(Recorded data)
_____

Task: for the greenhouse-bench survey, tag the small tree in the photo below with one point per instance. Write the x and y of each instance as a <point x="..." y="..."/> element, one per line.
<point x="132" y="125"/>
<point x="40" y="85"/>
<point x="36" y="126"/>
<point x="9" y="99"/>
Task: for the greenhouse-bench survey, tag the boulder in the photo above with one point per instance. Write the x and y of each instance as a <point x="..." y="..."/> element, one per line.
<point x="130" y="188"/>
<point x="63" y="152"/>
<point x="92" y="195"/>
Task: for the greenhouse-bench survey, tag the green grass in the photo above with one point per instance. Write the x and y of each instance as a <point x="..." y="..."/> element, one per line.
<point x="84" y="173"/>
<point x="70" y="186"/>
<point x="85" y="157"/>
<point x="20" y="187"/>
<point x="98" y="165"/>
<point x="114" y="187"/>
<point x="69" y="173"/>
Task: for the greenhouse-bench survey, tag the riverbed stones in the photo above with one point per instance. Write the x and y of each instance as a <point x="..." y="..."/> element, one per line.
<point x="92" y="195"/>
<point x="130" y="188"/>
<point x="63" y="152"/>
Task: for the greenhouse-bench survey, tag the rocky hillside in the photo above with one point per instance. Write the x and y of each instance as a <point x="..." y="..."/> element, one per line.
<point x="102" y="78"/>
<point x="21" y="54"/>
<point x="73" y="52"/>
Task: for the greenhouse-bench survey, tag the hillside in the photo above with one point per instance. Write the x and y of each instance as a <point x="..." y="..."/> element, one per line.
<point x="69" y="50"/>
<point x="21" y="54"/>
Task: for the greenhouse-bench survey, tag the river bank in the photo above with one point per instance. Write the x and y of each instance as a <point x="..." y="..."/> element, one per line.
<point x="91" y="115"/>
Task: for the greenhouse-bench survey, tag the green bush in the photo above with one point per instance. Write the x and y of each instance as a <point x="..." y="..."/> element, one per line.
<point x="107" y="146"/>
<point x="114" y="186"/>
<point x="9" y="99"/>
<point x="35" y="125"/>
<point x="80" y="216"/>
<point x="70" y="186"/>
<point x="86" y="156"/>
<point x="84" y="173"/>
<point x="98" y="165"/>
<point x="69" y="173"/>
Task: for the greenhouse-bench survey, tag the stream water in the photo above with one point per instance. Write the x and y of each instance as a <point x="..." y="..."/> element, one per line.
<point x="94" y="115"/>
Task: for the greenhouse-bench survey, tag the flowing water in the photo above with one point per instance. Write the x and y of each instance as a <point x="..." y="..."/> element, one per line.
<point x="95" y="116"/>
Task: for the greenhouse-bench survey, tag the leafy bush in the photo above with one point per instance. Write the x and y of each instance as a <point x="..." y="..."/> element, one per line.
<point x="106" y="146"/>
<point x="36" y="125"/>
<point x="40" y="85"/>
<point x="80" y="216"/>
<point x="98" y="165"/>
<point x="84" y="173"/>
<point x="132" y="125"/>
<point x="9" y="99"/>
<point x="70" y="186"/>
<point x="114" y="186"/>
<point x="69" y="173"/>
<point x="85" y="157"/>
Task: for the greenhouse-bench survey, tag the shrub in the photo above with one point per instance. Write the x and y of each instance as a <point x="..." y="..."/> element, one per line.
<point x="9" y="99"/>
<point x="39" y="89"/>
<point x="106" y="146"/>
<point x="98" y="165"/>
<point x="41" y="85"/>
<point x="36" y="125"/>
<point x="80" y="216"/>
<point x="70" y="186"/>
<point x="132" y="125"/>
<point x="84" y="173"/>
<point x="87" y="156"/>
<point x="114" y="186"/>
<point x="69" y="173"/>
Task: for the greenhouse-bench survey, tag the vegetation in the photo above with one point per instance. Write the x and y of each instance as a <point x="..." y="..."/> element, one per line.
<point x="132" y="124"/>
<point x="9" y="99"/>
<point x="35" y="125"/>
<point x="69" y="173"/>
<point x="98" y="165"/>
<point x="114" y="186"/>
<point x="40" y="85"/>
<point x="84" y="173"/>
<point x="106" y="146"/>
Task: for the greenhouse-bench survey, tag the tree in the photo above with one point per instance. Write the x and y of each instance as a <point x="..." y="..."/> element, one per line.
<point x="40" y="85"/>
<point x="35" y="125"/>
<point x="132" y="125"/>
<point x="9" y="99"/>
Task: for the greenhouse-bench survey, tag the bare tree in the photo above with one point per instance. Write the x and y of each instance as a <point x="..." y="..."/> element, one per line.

_____

§ Short task
In the listing above, find the line with "Task: for the greenhouse-bench survey, tag the stream" and set down that line and all after it exactly, through the final line.

§ Solution for this task
Task: for the greenhouse-bench survey, tag the stream water in the photo above with one point per instance. Write the x and y of each instance as a <point x="..." y="..."/> element, one per line.
<point x="94" y="115"/>
Task: for the greenhouse-bench survey, tag the flowing water in the photo above with one point per instance. Write the x and y of each instance as a <point x="..." y="..."/> element, one per line.
<point x="95" y="116"/>
Task: for the greenhouse-bench survey, tag the leafy bush in the photo above with one point per instance. Write the x and y of each instance as a <point x="..." y="..."/> element, one per line.
<point x="106" y="146"/>
<point x="36" y="125"/>
<point x="40" y="85"/>
<point x="80" y="216"/>
<point x="98" y="165"/>
<point x="84" y="173"/>
<point x="132" y="125"/>
<point x="9" y="99"/>
<point x="70" y="186"/>
<point x="114" y="186"/>
<point x="69" y="173"/>
<point x="85" y="157"/>
Task: for the greenhouse-bench survey, tag the shrub in the photo above with one point per instance. Write the x and y of each instance as a <point x="..." y="..."/> element, one per line.
<point x="9" y="99"/>
<point x="39" y="89"/>
<point x="106" y="146"/>
<point x="98" y="165"/>
<point x="41" y="85"/>
<point x="36" y="125"/>
<point x="80" y="216"/>
<point x="70" y="186"/>
<point x="132" y="125"/>
<point x="84" y="173"/>
<point x="87" y="156"/>
<point x="114" y="186"/>
<point x="69" y="173"/>
Task: for the greenhouse-bench survey, tag the vegetation in the photo above with one point per instance. Write the x and y of each instance as a <point x="..." y="..."/> element, one per line.
<point x="132" y="124"/>
<point x="9" y="99"/>
<point x="35" y="125"/>
<point x="69" y="173"/>
<point x="98" y="165"/>
<point x="114" y="186"/>
<point x="40" y="85"/>
<point x="84" y="173"/>
<point x="106" y="146"/>
Task: for the greenhouse-bench survey, tag the tree in the photo above with one point per instance. Write the x and y of each instance as a <point x="..." y="..."/> element, one per line.
<point x="40" y="85"/>
<point x="35" y="125"/>
<point x="132" y="125"/>
<point x="9" y="99"/>
Task: for the greenhouse-bench survey, tag the bare tree in the photo above with one point per instance. Write the x and y of each instance as a <point x="..." y="..."/> element, one per line.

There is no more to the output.